- [Stated problem 1] Please convert every one of the records below into a two-column CSV with the header "request" and "answer", one row per record. Wrap each field in double quotes and replace any line breaks inside a field with spaces.

— Start of Reading text —

Winter is seizing us all by the throat, in this part of the country. The sudden blanketings and un-blanketings of the hills—snows and thaws in wonderfully complete alternation—affect the Highland health. One of my stoutest neighbors, a river sloop-man used to all manner of exposure, died yesterday of the prevailing bronchitis. My family table assembles a half-dozen, varied influenzas—a putting out of tune of its usual accord of voices, which, to one who relies upon it for his only music, is quite an interruption of comfort.

— End of Reading text —
— Start of Records provided —

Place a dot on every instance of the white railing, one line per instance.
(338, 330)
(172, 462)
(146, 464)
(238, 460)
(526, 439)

— End of Records provided —

- [Stated problem 2] Reproduce the winter passage above word for word, in full.

- [Expected answer 1]
request,answer
"Place a dot on every instance of the white railing, one line per instance.","(338, 330) (172, 462) (146, 464) (238, 460) (526, 439)"

- [Expected answer 2]
Winter is seizing us all by the throat, in this part of the country. The sudden blanketings and un-blanketings of the hills—snows and thaws in wonderfully complete alternation—affect the Highland health. One of my stoutest neighbors, a river sloop-man used to all manner of exposure, died yesterday of the prevailing bronchitis. My family table assembles a half-dozen, varied influenzas—a putting out of tune of its usual accord of voices, which, to one who relies upon it for his only music, is quite an interruption of comfort.